BEGIN
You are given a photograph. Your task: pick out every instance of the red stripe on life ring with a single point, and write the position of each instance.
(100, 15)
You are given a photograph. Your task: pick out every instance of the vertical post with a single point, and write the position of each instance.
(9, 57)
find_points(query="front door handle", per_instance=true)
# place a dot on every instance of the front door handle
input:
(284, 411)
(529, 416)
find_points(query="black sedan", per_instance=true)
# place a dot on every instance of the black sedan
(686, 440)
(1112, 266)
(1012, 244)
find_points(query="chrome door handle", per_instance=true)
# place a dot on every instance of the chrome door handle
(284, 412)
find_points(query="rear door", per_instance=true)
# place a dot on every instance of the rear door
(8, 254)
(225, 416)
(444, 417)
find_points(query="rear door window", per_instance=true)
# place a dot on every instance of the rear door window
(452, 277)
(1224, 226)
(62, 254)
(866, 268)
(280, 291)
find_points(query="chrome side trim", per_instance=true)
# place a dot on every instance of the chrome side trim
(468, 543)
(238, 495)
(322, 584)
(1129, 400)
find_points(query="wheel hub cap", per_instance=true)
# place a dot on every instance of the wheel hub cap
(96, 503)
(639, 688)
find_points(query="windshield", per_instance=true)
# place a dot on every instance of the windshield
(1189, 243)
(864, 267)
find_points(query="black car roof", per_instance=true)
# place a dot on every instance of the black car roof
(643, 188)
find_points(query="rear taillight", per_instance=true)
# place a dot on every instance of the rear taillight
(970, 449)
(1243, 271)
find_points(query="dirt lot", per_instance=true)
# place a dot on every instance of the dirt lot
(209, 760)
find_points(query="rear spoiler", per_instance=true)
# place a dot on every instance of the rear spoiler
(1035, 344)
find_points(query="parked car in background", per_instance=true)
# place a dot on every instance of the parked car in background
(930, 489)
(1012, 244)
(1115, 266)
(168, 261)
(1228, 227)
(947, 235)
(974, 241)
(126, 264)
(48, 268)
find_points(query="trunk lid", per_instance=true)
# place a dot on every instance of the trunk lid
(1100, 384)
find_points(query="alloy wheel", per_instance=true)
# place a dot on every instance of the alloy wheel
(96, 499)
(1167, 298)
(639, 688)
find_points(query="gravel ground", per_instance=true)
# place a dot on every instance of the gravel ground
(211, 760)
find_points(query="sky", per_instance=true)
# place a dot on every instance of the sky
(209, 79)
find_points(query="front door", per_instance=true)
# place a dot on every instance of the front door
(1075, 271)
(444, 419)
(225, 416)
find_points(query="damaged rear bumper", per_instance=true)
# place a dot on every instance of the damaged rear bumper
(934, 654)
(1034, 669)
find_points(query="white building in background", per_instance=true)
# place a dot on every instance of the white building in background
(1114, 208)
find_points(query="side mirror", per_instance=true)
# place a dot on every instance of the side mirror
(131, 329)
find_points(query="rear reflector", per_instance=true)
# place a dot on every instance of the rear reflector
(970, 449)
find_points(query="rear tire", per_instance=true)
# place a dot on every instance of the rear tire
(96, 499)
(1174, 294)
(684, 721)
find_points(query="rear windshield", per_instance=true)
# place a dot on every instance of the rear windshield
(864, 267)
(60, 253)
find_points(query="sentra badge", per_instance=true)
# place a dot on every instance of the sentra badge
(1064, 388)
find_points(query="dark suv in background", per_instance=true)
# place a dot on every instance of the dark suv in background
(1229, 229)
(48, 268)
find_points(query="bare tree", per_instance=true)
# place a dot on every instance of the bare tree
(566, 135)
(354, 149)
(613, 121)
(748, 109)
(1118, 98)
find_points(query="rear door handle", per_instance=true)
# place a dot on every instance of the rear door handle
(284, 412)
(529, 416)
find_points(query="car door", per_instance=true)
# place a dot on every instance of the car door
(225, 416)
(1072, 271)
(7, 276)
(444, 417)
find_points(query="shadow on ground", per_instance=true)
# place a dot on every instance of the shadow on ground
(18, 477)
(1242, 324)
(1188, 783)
END
▸ **What this task involves**: An exact copy of every entry is required.

▸ **Exercise response**:
You are given a photograph. Your task: pick out every instance of the red stripe on life ring with a single point, and write the position of each instance.
(100, 15)
You are given a photograph. Your task: pick out every instance of the vertical post with a single point, and write the position of each instance.
(9, 57)
find_points(query="front door handle", per_instance=true)
# place a dot on every instance of the front door handle
input:
(284, 411)
(529, 416)
find_points(query="black sedan", per_instance=true)
# place a dot on every instance of the black sedan
(686, 440)
(1112, 266)
(1012, 244)
find_points(query="chrome door handle", per_instance=true)
# place a dot on every instance of the chrome door handle
(284, 412)
find_points(query="rear door", per_instance=true)
# place a dot on every instance of the rear door
(8, 254)
(225, 416)
(444, 417)
find_points(query="rear door window", per_instance=true)
# place a dot on every instance of the rear door window
(452, 277)
(1224, 226)
(62, 254)
(866, 268)
(280, 291)
find_points(query="chrome side trim", per_instance=true)
# place a dot on every instance of the chrome side trim
(468, 543)
(238, 495)
(322, 584)
(1129, 400)
find_points(query="wheel hub cap", per_instance=true)
# place a dot on every instance of the wheel hub cap
(96, 503)
(639, 688)
find_points(query="windshield", per_instance=true)
# place a dot on every instance of the windshield
(1189, 243)
(864, 267)
find_points(query="black car roof", per_instance=true)
# place a dot on every instance of the black car roof
(643, 188)
find_points(query="rear taillight", per_instance=true)
# place a dot on every instance of the rear taillight
(970, 449)
(1243, 271)
find_points(query="dirt lot", per_instance=true)
# place a dot on every instance of the dirt lot
(209, 760)
find_points(query="rear spoiler", per_instance=true)
# place a dot on every instance of the rear spoiler
(1035, 344)
find_points(query="parked car in background", per_instance=true)
# place a dot on every instance of the parked car in background
(930, 489)
(1012, 244)
(1115, 266)
(168, 261)
(1228, 227)
(947, 235)
(974, 241)
(126, 264)
(48, 268)
find_points(query="trunk lid", per_instance=true)
# place a dot on every instance of the trunk lid
(1100, 384)
find_points(query="alloy wheel", per_instance=true)
# place a dot on every instance of the alloy wheel
(96, 499)
(1167, 298)
(639, 688)
find_points(query="gravel ground", per_instance=true)
# place a dot on every instance of the gravel ground
(211, 760)
find_points(query="sky", per_instance=true)
# place a dot on every instance of the sky
(209, 79)
find_points(query="front door", per_instance=true)
# place a dot on every instance of the front door
(1075, 271)
(444, 419)
(225, 416)
find_points(query="damaged rear bumper", per_instance=true)
# place a dot on every instance of the damaged rear bumper
(934, 654)
(1034, 669)
find_points(query="white building in background", per_instance=true)
# place a dot on every instance of the white building in background
(1114, 208)
find_points(query="side mirror", per_instance=true)
# place a dot on every instance of the side mirror
(131, 329)
find_points(query="rear reflector", per_instance=true)
# place a dot on every instance of the rear reflector
(970, 449)
find_points(query="rear tire", per_instance=true)
# place a dot on every instance of the rear tire
(96, 499)
(1174, 294)
(684, 721)
find_points(query="rear windshield", per_instance=true)
# place a dot on every instance of the rear windshield
(864, 267)
(60, 253)
find_points(query="sentra badge", per_instance=true)
# place a dot on every instance of the sentra badge
(1064, 388)
find_points(query="dark suv in background", per_instance=true)
# place a dot on every instance of the dark suv in background
(1229, 229)
(48, 268)
find_points(query="bare tree", per_instance=true)
# place a dot on every instance of the bare tree
(566, 135)
(354, 149)
(613, 121)
(748, 109)
(1118, 98)
find_points(query="rear door handle", per_instance=true)
# place a dot on every instance of the rear door handle
(284, 412)
(529, 416)
find_points(query="car door", per_instance=true)
# place a dot on every instance of the car door
(225, 416)
(1072, 271)
(7, 276)
(444, 417)
find_points(query="shadow on ground", per_instance=true)
# place a dot on every instance of the shadow on ground
(18, 477)
(1242, 324)
(1188, 783)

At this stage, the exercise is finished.